■ SELECTED EXTRACT
[BEGIN]
When Everyone Sees                                                        January 23, 2013

Doug Wakefield

 

 

We have all been told that the objective of investors is to buy low and sell high, and that what goes up must come down. If these two platitudes make common sense to you, then what action would we expect from investors, based on the two charts below of the S&P 500 and low grade (high yield) bonds?

 

 

 

However, as one can see from the article below, this is the exact opposite behavior we have seen in the first four weeks of 2013.

 

Fund Manager’s Risk Appetite Nears Record, Financial Times, Jan 15 ‘13

 

“Risk appetite among fund managers has hit its highest level in nine years and is hovering near all-time highs, in a sign that bulls have returned to equity markets after years in hiding.

 

The surge of confidence comes as investors pumped $22 billion into equity funds last week, the largest amount in five years.”

 

The Great Rotation: A Flight To Equities in 2013, CNBC, Jan 23 , ‘13

 

“One of the big investment shifts of our day may be at hand — regardless of how global markets actually perform this year….

 

The gist of the argument is that investor holdings of now expensive, ultra-low yielding government debt — following a virtually unbroken 20-year bull market in bonds — are ripe for rebalancing. The attraction of relative and absolute valuations in equity will coax the outflow to stocks.”

 

Shouldn’t investors of all levels be concerned with headlines like, Japan Enters Recession Before Election (FT, 12/10/12), It’s Official: Eurozone Enters Second Recession in Three Years (Time World, 11/15/12), or As China’s Economy Slows, Real Estate Bubble Looms (Washington Post, 10/2/12)? Has the delusion of “unlimited easing”(debt), removed the reality that GLOBAL equity markets can turn down as fast as they have exploded up? Should this not be troubling those who have been in a rush to “get in”?

 

Is it possible that managers are being forced to leap into the top of a mania, in an attempt to bring back retail investor’s who have produced net outflows from US equity mutual funds for 20 straight months?

 

 

 

Investment Company Institute, Jan 16 ’13 – Long Term MF Flows

 

 

Anyone looking at the net outflows from US equity funds for more than a year and a half – an event that took place BEFORE the Financial Times and CNBC articles were released in the last two weeks  - and who have examined the September 30, 2010 report by the US Securities and Exchange Commission and the US Commodity Futures Trading Commission regarding the May 6, 2010 Flash Crash; the 60 Minutes report, Wall Street: The Speed Traders (Jun 5 ’11); or a public article I released on October 27, 2011, Darwin’s Deceptive and Dangerous Devices, understands that over the last 20 months, the daily movements of  equity markets have become even more dependent on a small group of speed trading platforms with no long term objective, and less dependent on those managers who are suppose to have long term objectives. That is, until January 2013.

 

 

 

 

Can We in 2013 Learn From 1928 & 1929?

 

Since releasing Riders on the Storm: Short Selling in Contrary Winds seven years ago this month, I have read dozens of works that examined the history of money written over the last century, and some even from the 1800s.  In this next section, we will return to another previous market top, the 1928-1929 period, seeking to understand the rise of RISK that develops right alongside the rise of PRICES.
[END]
Raw records:
[BEGIN]
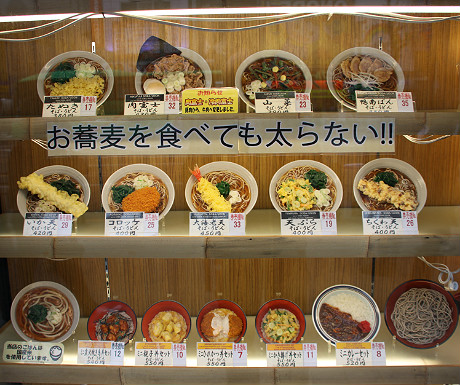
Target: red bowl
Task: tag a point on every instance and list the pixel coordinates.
(280, 304)
(421, 284)
(221, 303)
(102, 310)
(164, 306)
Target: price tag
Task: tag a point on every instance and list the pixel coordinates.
(67, 106)
(124, 224)
(160, 354)
(100, 353)
(237, 224)
(275, 102)
(33, 352)
(302, 102)
(172, 104)
(310, 355)
(215, 354)
(405, 102)
(150, 104)
(392, 222)
(47, 224)
(308, 223)
(284, 355)
(206, 224)
(151, 223)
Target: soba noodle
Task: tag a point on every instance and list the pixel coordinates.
(128, 180)
(236, 183)
(59, 314)
(421, 316)
(299, 173)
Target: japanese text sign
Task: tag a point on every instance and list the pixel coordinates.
(210, 101)
(221, 354)
(101, 353)
(360, 354)
(68, 106)
(33, 352)
(151, 104)
(223, 136)
(392, 222)
(47, 224)
(160, 354)
(308, 223)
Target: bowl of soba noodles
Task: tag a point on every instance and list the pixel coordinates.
[END]
■ REQUIRED TASKS
**A)** In the market commentary, write out the passage between "We have all" and "weeks of 2013.", inclusive, substituting "sayings" for "platitudes".
**B)** According to the market commentary, how much money did investors pump into equity funds in the week the Financial Times piece described?

■ RESPONSES BY TASK
**A)**
We have all been told that the objective of investors is to buy low and sell high, and that what goes up must come down. If these two sayings make common sense to you, then what action would we expect from investors, based on the two charts below of the S&P 500 and low grade (high yield) bonds?

 

 

 

However, as one can see from the article below, this is the exact opposite behavior we have seen in the first four weeks of 2013.

**B)** $22 billion